§ **练习说明**: 从下面的行中挑出所有含有字符串“small”的行，并把它们原样抄写出来。匹配时要区分大小写。
################
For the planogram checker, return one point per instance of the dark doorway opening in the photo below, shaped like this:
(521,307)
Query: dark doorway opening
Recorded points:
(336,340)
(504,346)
################
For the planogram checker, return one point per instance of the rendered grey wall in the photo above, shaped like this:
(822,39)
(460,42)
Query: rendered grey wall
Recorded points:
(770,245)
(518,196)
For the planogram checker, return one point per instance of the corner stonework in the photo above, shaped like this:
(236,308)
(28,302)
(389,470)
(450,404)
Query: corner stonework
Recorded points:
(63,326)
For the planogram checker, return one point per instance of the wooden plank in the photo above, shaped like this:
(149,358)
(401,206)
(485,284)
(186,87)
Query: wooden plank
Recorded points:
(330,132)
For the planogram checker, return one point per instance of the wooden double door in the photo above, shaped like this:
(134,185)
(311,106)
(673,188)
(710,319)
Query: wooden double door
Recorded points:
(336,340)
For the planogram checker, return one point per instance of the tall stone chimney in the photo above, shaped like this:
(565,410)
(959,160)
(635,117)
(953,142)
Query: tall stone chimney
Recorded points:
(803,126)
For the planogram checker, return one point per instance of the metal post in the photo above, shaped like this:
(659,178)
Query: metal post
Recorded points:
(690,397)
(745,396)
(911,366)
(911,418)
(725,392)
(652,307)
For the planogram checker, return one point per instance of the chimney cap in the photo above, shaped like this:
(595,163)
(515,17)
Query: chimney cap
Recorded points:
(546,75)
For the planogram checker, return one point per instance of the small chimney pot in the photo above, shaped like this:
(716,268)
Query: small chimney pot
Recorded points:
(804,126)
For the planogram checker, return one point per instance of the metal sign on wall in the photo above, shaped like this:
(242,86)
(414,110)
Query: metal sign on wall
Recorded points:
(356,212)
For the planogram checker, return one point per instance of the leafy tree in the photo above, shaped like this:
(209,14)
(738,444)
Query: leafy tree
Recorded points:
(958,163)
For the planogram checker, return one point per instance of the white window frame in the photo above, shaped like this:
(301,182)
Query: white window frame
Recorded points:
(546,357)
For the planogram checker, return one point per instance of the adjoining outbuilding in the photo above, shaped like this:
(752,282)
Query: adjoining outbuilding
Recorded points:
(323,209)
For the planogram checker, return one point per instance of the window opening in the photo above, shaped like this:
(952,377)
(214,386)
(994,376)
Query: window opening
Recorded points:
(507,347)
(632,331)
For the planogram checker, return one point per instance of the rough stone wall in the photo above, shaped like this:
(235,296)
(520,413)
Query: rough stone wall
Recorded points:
################
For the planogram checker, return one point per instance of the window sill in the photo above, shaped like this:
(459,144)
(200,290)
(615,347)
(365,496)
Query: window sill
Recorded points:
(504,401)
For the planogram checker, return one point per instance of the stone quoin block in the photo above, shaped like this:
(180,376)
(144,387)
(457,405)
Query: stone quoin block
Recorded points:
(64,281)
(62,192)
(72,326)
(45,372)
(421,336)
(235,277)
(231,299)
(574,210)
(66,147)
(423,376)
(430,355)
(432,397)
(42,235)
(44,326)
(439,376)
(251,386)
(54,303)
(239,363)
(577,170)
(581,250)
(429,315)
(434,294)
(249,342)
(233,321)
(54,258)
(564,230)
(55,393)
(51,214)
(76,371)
################
§ **参考答案**:
For the planogram checker, return one point per instance of the small chimney pot in the photo above, shaped like this:
Query: small chimney pot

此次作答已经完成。